[DIRECTION]:
Reproduce all of the lines below character for character, omitting the pictures.

.....

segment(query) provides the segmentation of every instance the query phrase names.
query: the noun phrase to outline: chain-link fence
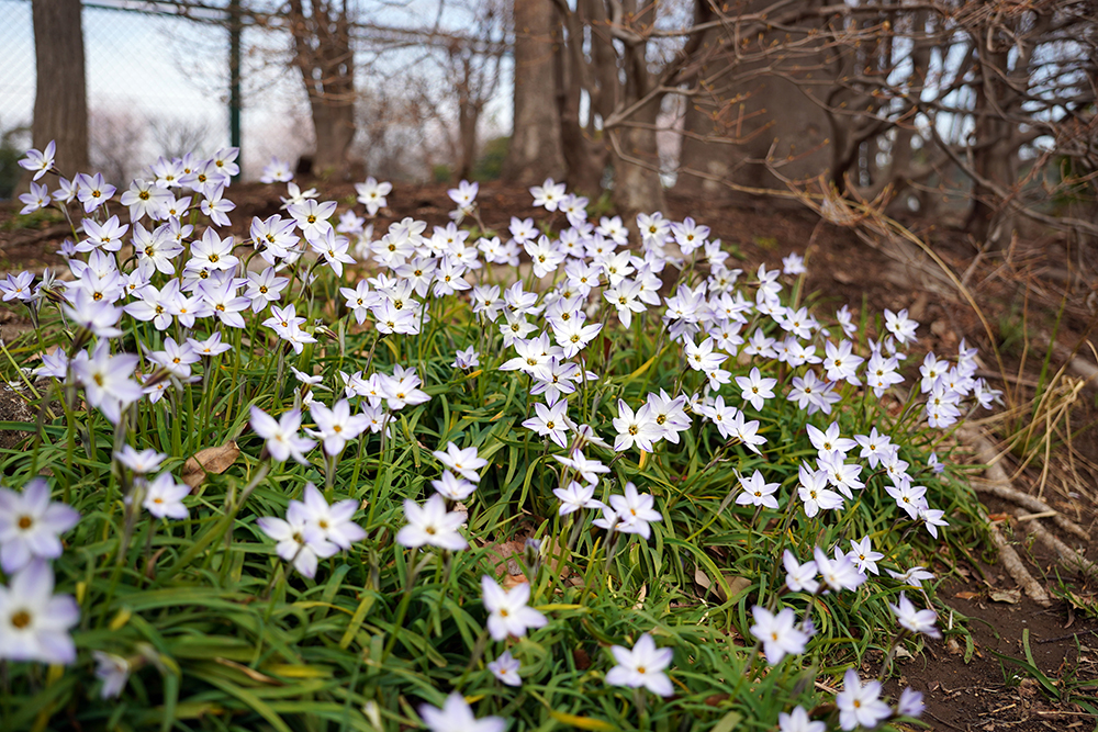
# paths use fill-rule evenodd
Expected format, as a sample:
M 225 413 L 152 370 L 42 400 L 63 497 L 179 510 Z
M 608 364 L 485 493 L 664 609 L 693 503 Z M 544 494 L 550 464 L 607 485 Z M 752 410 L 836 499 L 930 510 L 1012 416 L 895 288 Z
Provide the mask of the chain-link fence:
M 173 2 L 83 3 L 89 155 L 94 170 L 121 181 L 137 176 L 159 155 L 213 153 L 229 144 L 228 2 L 220 4 L 181 14 Z M 35 93 L 31 1 L 0 0 L 0 20 L 2 198 L 2 178 L 12 167 L 12 156 L 18 158 L 31 143 Z M 300 91 L 284 78 L 284 66 L 271 60 L 270 40 L 259 34 L 247 27 L 240 33 L 245 77 L 240 147 L 246 176 L 255 174 L 274 145 L 284 148 L 301 136 L 294 132 L 301 125 L 288 120 L 293 117 L 290 110 L 300 104 Z

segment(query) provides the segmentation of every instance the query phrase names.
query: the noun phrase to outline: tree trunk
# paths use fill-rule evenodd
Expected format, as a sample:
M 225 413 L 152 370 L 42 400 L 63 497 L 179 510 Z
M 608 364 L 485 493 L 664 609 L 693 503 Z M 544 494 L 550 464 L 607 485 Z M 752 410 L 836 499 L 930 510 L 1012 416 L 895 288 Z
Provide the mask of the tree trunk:
M 80 0 L 34 0 L 31 13 L 38 77 L 32 144 L 41 150 L 49 140 L 56 142 L 57 168 L 71 178 L 88 170 L 88 94 Z
M 656 144 L 656 119 L 660 97 L 630 115 L 629 126 L 610 134 L 617 136 L 614 155 L 614 205 L 626 222 L 639 213 L 663 211 L 663 182 L 660 180 L 660 153 Z M 637 126 L 634 126 L 637 125 Z
M 350 47 L 347 2 L 290 0 L 293 65 L 309 94 L 316 150 L 313 172 L 343 178 L 350 169 L 347 150 L 355 139 L 355 54 Z
M 553 8 L 549 0 L 514 0 L 515 122 L 503 178 L 535 185 L 561 178 L 564 156 L 554 103 Z
M 742 3 L 742 12 L 761 12 L 771 4 L 751 0 Z M 807 34 L 808 25 L 804 27 Z M 725 34 L 709 32 L 702 52 L 712 53 L 725 43 Z M 766 190 L 786 190 L 771 167 L 795 181 L 828 171 L 828 117 L 808 97 L 809 80 L 826 76 L 826 57 L 804 41 L 800 35 L 791 38 L 786 31 L 771 31 L 744 42 L 738 56 L 748 56 L 747 60 L 718 52 L 703 66 L 701 78 L 728 79 L 728 85 L 708 99 L 697 98 L 687 109 L 676 191 L 748 203 Z M 794 42 L 796 52 L 787 50 Z M 715 138 L 717 144 L 709 142 Z M 770 199 L 768 205 L 782 205 L 782 200 Z

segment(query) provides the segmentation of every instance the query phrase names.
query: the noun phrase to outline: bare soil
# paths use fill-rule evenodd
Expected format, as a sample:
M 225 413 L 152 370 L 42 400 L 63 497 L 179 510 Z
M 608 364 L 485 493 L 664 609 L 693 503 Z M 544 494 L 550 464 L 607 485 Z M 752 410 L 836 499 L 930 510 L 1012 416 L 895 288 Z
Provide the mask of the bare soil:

.....

[RESULT BELOW]:
segment(query) provides the segmentation of every instance the query phrase names.
query: the noun phrase to outline: chain-link fence
# paths use fill-rule evenodd
Expected format, as a sample:
M 225 413 L 152 370 L 42 400 L 63 497 L 179 510 Z
M 608 364 L 485 493 L 664 609 L 693 503 Z M 544 494 L 550 464 L 607 485 Z M 752 410 L 836 499 L 930 510 L 1012 416 L 895 288 Z
Provide the mask of the chain-link fence:
M 173 2 L 83 3 L 89 155 L 94 170 L 121 181 L 137 176 L 159 155 L 213 153 L 229 144 L 228 2 L 220 4 L 181 14 Z M 35 93 L 31 1 L 0 0 L 0 20 L 2 198 L 2 178 L 12 167 L 12 156 L 18 158 L 31 143 Z M 300 91 L 284 78 L 284 66 L 271 60 L 270 40 L 259 34 L 247 27 L 240 33 L 245 77 L 240 147 L 246 176 L 255 174 L 274 145 L 284 148 L 301 136 L 294 132 L 301 125 L 288 120 L 293 117 L 290 110 L 300 104 Z

segment(query) provides the segmentation of every instance the query phrase names.
query: the noun phrase to outline: tree trunk
# paths use fill-rule evenodd
Expected format, as a sample:
M 225 413 L 152 370 L 42 400 L 63 497 L 179 510 Z
M 608 364 L 485 493 L 664 609 L 693 503 Z M 544 494 L 550 464 L 607 485 Z M 752 410 L 836 499 L 930 510 L 1012 416 L 895 288 Z
Provide the mask of the tree trunk:
M 80 0 L 34 0 L 31 13 L 38 77 L 32 144 L 41 150 L 49 140 L 56 142 L 57 168 L 71 178 L 88 170 L 88 94 Z
M 656 144 L 656 119 L 660 97 L 630 115 L 629 126 L 610 134 L 617 136 L 614 155 L 614 205 L 626 222 L 639 213 L 663 211 L 663 182 L 660 180 L 660 153 Z M 637 126 L 634 126 L 637 125 Z
M 350 47 L 347 2 L 290 0 L 293 65 L 309 94 L 316 150 L 313 172 L 343 178 L 350 169 L 347 150 L 355 139 L 355 54 Z
M 553 8 L 549 0 L 514 0 L 515 122 L 503 178 L 535 185 L 561 178 L 564 156 L 554 103 Z
M 742 3 L 742 12 L 761 12 L 771 4 L 751 0 Z M 807 34 L 808 25 L 804 27 Z M 725 34 L 709 32 L 702 52 L 712 53 L 725 43 Z M 766 190 L 786 190 L 771 167 L 795 181 L 828 171 L 828 117 L 808 97 L 809 80 L 826 76 L 826 57 L 804 41 L 800 35 L 791 38 L 786 31 L 771 31 L 744 42 L 738 56 L 748 56 L 747 60 L 718 52 L 703 66 L 701 78 L 728 79 L 728 85 L 708 99 L 697 98 L 687 109 L 676 191 L 748 203 Z M 794 42 L 796 52 L 787 50 Z M 715 138 L 717 144 L 709 142 Z M 770 199 L 768 205 L 782 205 L 782 200 Z

segment(query) provides the segmentation of every instance the query phrase names.
query: the noun phrase to outline: bare soil
# paths use fill-rule evenodd
Expected format, as a sample:
M 225 413 L 152 370 L 42 400 L 63 497 L 179 510 Z
M 608 364 L 485 493 L 664 609 L 693 503 Z M 544 494 L 550 464 L 607 485 Z M 752 410 L 836 499 L 930 510 L 1012 416 L 895 288 Z
Provide the mask of the bare soil:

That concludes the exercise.